*WHAT NEEDS TO BE DONE*
Reproduce all of the records word for word, omitting the pictures.

[Recorded data]
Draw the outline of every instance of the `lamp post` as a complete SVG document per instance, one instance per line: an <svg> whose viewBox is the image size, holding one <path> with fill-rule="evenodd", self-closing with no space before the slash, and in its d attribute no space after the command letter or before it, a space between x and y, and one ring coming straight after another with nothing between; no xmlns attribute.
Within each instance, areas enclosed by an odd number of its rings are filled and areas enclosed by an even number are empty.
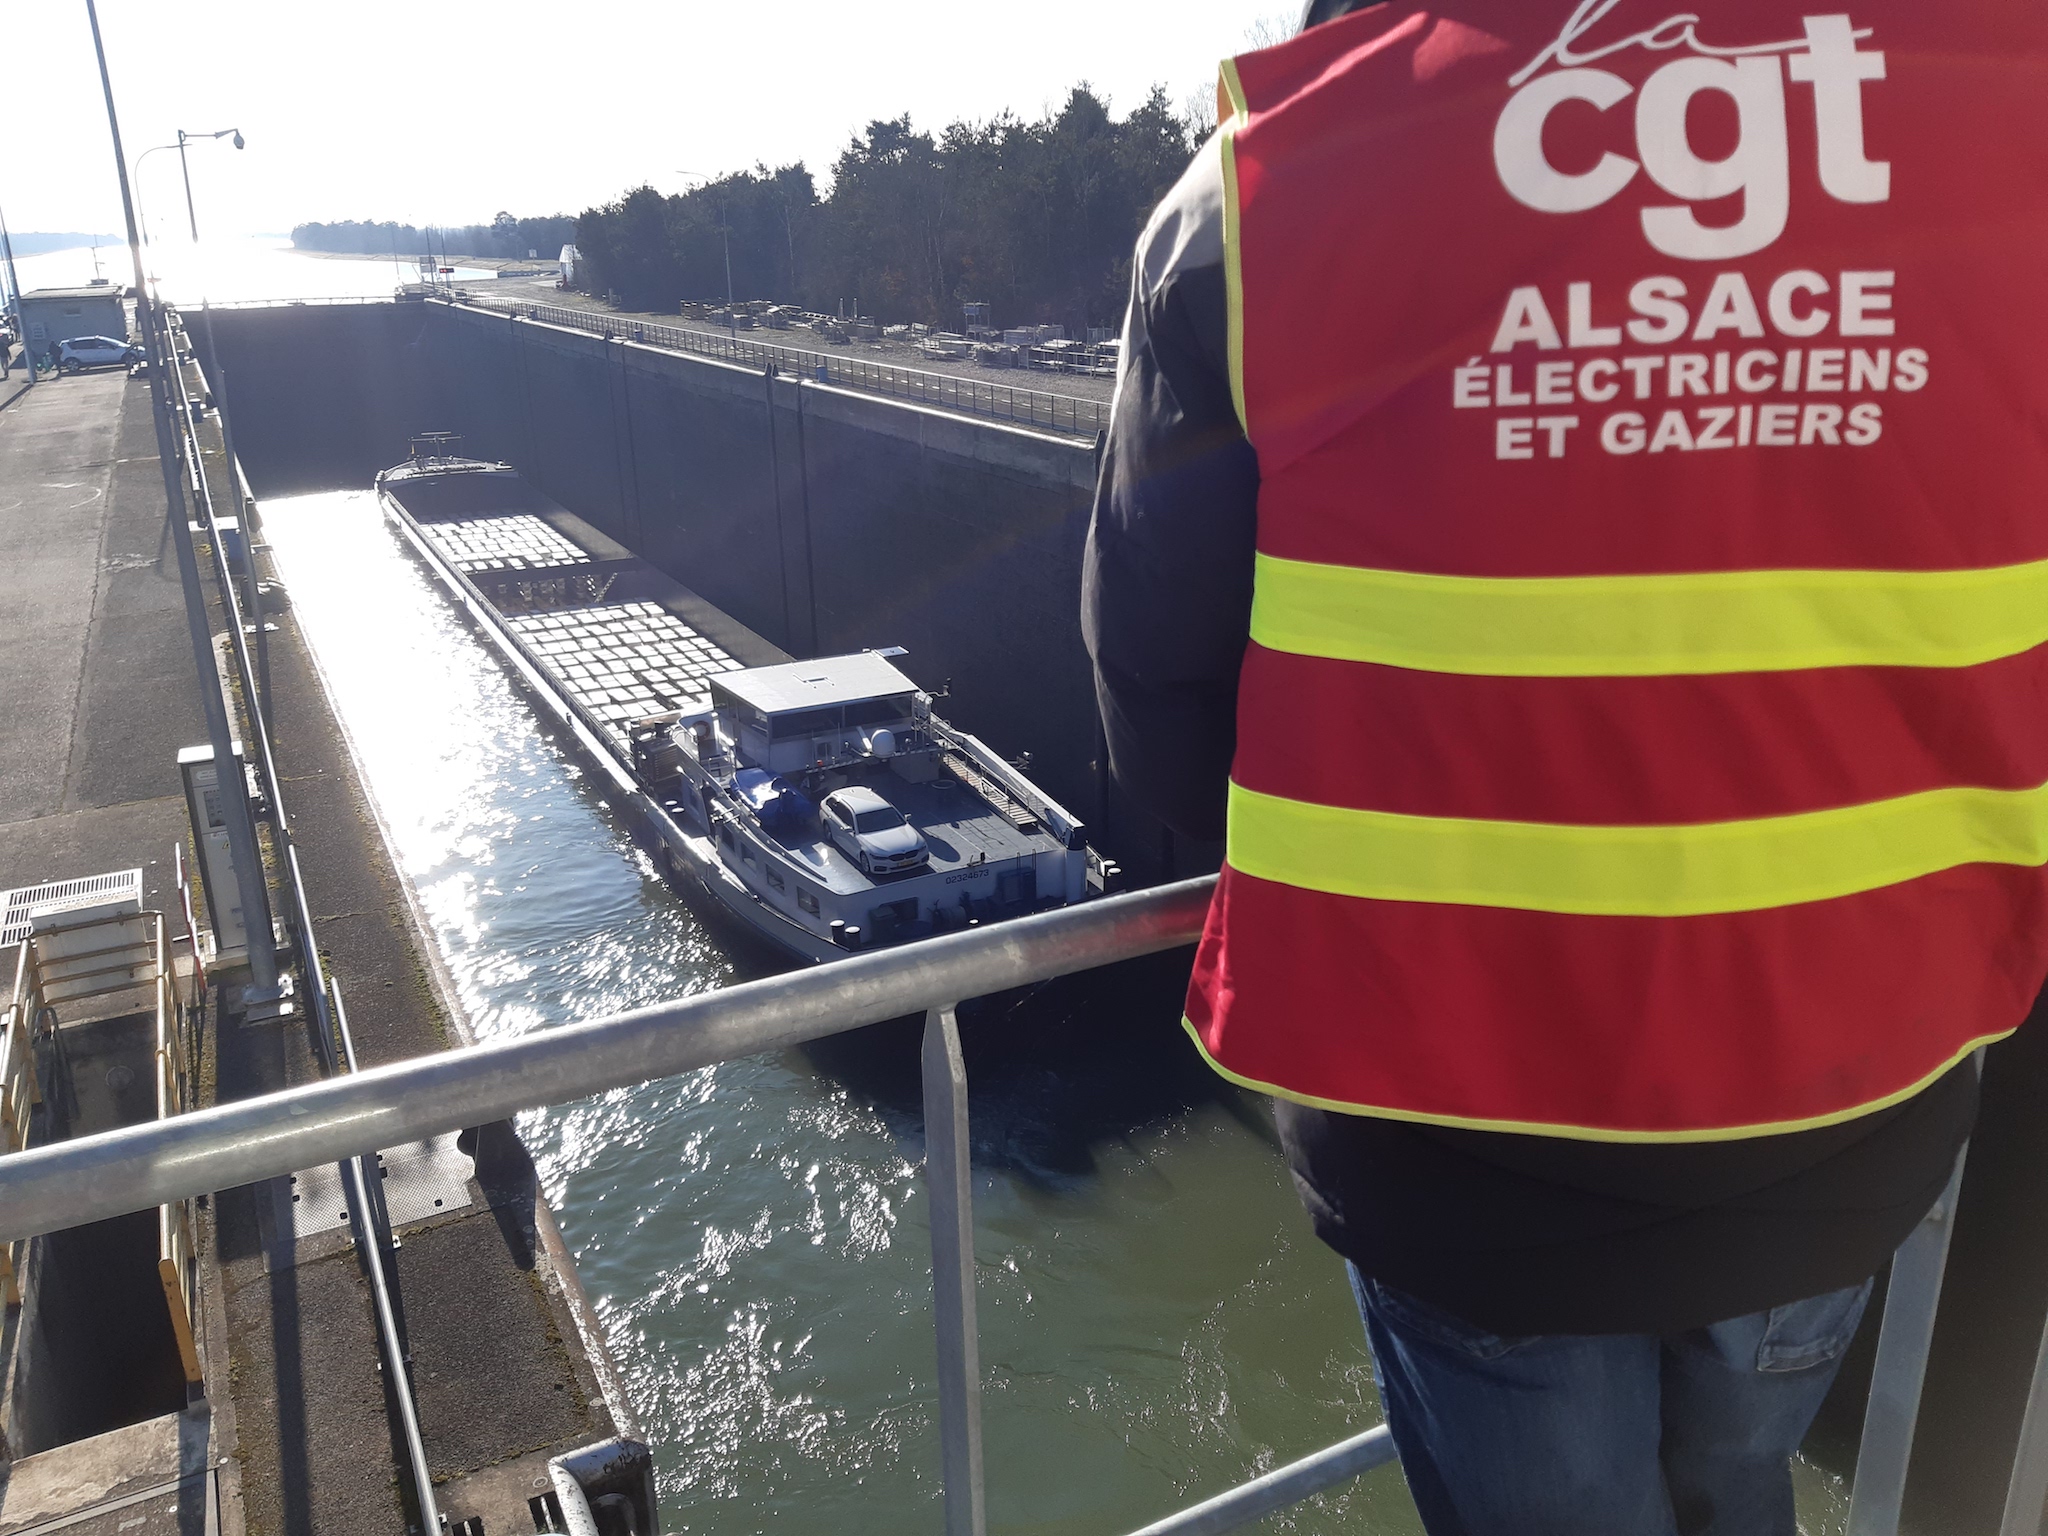
<svg viewBox="0 0 2048 1536"><path fill-rule="evenodd" d="M178 169L185 176L185 219L192 226L194 245L199 243L199 215L192 211L192 167L185 159L185 146L200 139L225 139L230 135L234 138L235 148L247 147L247 141L243 139L242 130L239 128L223 128L218 133L187 133L182 128L178 130Z"/></svg>
<svg viewBox="0 0 2048 1536"><path fill-rule="evenodd" d="M711 180L702 171L677 171L676 174L678 176L688 176L702 182ZM737 343L740 338L740 328L739 321L732 312L732 219L729 216L730 208L731 205L724 198L718 200L718 233L720 238L725 241L725 328L733 341Z"/></svg>
<svg viewBox="0 0 2048 1536"><path fill-rule="evenodd" d="M239 128L222 128L214 133L187 133L183 128L180 128L178 130L177 142L172 144L152 144L148 149L145 149L135 157L135 182L139 202L142 185L142 162L160 149L175 149L178 152L178 170L185 182L185 222L192 232L192 244L194 247L197 247L199 244L199 214L194 209L192 203L192 165L185 156L185 146L203 143L209 139L232 139L235 148L248 148L248 140L242 137L242 130ZM146 219L143 220L145 225L143 240L145 243L147 243L149 238L146 227L147 222ZM207 295L203 292L199 295L199 315L204 323L206 332L206 383L213 396L214 413L220 418L221 447L227 454L228 459L228 488L235 498L236 521L242 524L243 547L249 552L249 569L245 575L249 588L250 622L255 626L256 630L257 672L261 679L261 686L258 689L257 697L250 701L250 707L268 719L270 714L270 636L269 631L264 627L263 621L263 587L256 576L256 532L255 529L249 526L248 507L243 504L241 487L236 478L235 429L234 423L228 416L227 374L220 366L220 352L213 343L213 305L208 302Z"/></svg>
<svg viewBox="0 0 2048 1536"><path fill-rule="evenodd" d="M787 196L784 196L782 199L782 238L789 242L789 302L794 304L797 301L796 230L791 227L789 222L789 198Z"/></svg>
<svg viewBox="0 0 2048 1536"><path fill-rule="evenodd" d="M36 382L36 362L28 350L28 316L21 308L21 278L14 270L14 241L7 233L7 215L0 213L0 255L7 260L7 303L14 311L15 340L21 343L21 360L28 365L28 387L33 389ZM7 354L0 347L0 374L7 371Z"/></svg>
<svg viewBox="0 0 2048 1536"><path fill-rule="evenodd" d="M242 137L242 130L239 128L222 128L216 133L187 133L184 129L180 128L175 144L152 144L148 149L145 149L135 157L135 184L139 202L142 186L142 162L160 149L175 149L178 152L178 170L185 180L185 222L192 231L192 244L194 246L199 244L199 215L192 205L192 165L185 157L185 146L187 144L197 144L207 139L226 138L232 138L237 149L248 147L248 140ZM149 239L147 220L144 220L143 223L145 226L143 240L146 244ZM206 322L207 383L213 388L214 409L220 412L221 432L227 438L226 447L229 458L232 460L235 451L234 437L227 424L227 408L221 403L225 398L226 392L221 386L220 358L215 353L213 347L213 306L207 302L207 296L204 293L199 296L199 311Z"/></svg>
<svg viewBox="0 0 2048 1536"><path fill-rule="evenodd" d="M199 215L193 211L192 207L192 163L186 158L185 148L189 144L197 144L207 139L233 139L235 148L246 149L248 147L248 140L242 137L242 130L239 128L223 128L218 133L187 133L184 129L180 128L176 142L152 144L135 157L135 202L138 209L137 217L142 223L142 235L145 244L149 240L149 220L146 214L140 211L142 208L142 162L157 153L157 151L164 149L175 149L178 152L178 171L185 181L185 221L192 230L192 243L194 245L199 243Z"/></svg>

*FINAL ANSWER*
Draw the outline of every instance of the `lamp post` as a complete SVG document per instance, one instance per line: an <svg> whose viewBox is the image size, holding one <path> with fill-rule="evenodd", self-closing with no space before the slash, and in its d attribute no space after the command letter or before it, a space between x and y, and one ring coming straight after another with nothing between; no xmlns attribute.
Within each instance, areas enclosed by an odd number of its rings are filled and areas enclosed by an even number are empty.
<svg viewBox="0 0 2048 1536"><path fill-rule="evenodd" d="M178 169L185 176L185 219L192 226L194 245L199 243L199 215L192 211L192 167L185 159L185 146L200 139L225 139L230 135L234 138L235 148L247 147L247 141L243 139L242 130L239 128L223 128L218 133L187 133L182 128L178 130Z"/></svg>
<svg viewBox="0 0 2048 1536"><path fill-rule="evenodd" d="M711 180L702 171L677 171L676 174L678 176L688 176L702 182ZM737 343L740 338L740 328L739 321L732 312L732 219L729 216L730 208L731 205L724 198L718 200L718 233L720 238L725 241L725 328L733 341Z"/></svg>
<svg viewBox="0 0 2048 1536"><path fill-rule="evenodd" d="M239 128L222 128L214 133L187 133L183 128L180 128L178 130L177 142L172 144L152 144L148 149L145 149L135 157L135 182L139 202L142 185L142 162L160 149L175 149L178 152L178 170L185 182L185 222L192 232L192 244L194 247L197 247L199 244L199 214L194 209L192 203L192 165L185 156L185 146L203 143L209 139L232 139L235 148L248 148L248 140L242 137L242 130ZM146 219L143 220L145 225L143 240L145 243L147 243L149 238L146 227L147 222ZM207 295L203 292L199 295L199 315L204 323L206 332L206 383L213 396L214 413L220 418L221 447L227 454L228 459L228 488L235 498L236 521L242 524L243 547L249 552L249 569L245 575L249 588L250 622L255 626L256 630L257 672L261 679L261 686L258 689L257 697L250 701L250 707L268 719L270 714L270 636L269 631L264 627L263 621L263 587L256 576L256 532L255 529L249 526L248 507L243 504L241 487L236 478L235 429L234 423L228 416L227 374L220 366L220 352L213 343L213 305L208 302Z"/></svg>
<svg viewBox="0 0 2048 1536"><path fill-rule="evenodd" d="M787 196L784 196L782 199L782 238L789 242L789 302L794 304L797 301L796 230L791 227L789 222L789 198Z"/></svg>
<svg viewBox="0 0 2048 1536"><path fill-rule="evenodd" d="M36 382L36 362L28 350L28 316L21 308L21 278L14 270L14 241L7 233L7 215L0 213L0 255L7 260L7 303L14 311L15 340L21 343L21 360L28 365L28 387L33 389ZM7 354L0 347L0 374L7 371Z"/></svg>
<svg viewBox="0 0 2048 1536"><path fill-rule="evenodd" d="M242 137L242 130L239 128L222 128L216 133L187 133L184 129L180 128L175 144L152 144L148 149L145 149L135 157L135 184L139 202L142 186L142 162L160 149L175 149L178 152L178 170L185 180L185 222L192 231L192 244L194 246L199 244L199 215L192 205L192 165L185 157L185 146L187 144L197 144L207 139L226 138L232 138L237 149L248 147L248 140ZM149 239L147 220L144 220L143 223L145 226L143 240L146 244ZM206 322L207 383L213 388L214 409L220 412L221 432L227 438L226 447L229 458L232 460L235 451L234 437L227 424L227 408L221 403L225 398L226 392L221 386L220 358L215 353L213 347L213 306L207 302L207 296L204 293L199 296L199 311Z"/></svg>
<svg viewBox="0 0 2048 1536"><path fill-rule="evenodd" d="M199 215L193 211L192 207L192 163L186 158L185 148L189 144L197 144L207 139L233 139L235 148L246 149L248 147L248 140L242 137L242 130L239 128L223 128L218 133L187 133L184 129L180 128L176 142L152 144L135 157L135 202L138 209L137 217L142 223L142 235L145 244L149 240L149 220L146 214L140 211L142 208L142 162L157 153L157 151L164 149L175 149L178 152L178 171L185 181L185 221L192 230L192 243L194 245L199 243Z"/></svg>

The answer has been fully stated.